SUPPLIED DATA below:

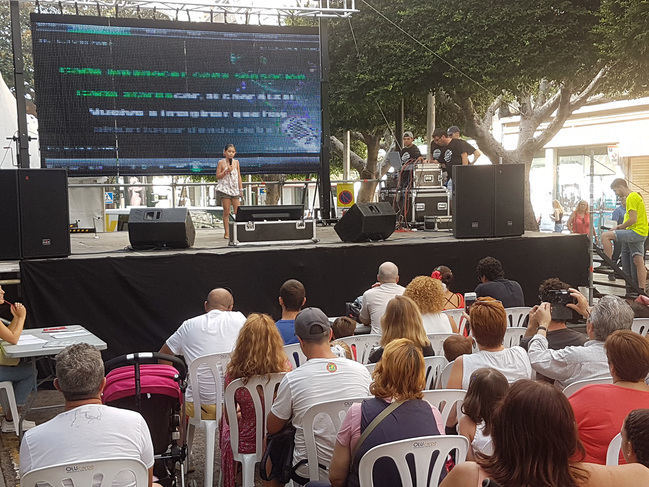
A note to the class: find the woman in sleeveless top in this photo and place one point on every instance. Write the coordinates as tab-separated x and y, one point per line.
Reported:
453	300
486	388
229	187
399	376
534	438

End of SUPPLIED DATA.

Leaving the pictures aside, repeat the data above exactly.

== RESULT ==
A note to the class: find the woman in sleeveless top in this photo and place one point on every instance. Write the coordinates as tab-separated x and y, one point per line.
Reported:
453	300
486	388
229	187
399	376
534	438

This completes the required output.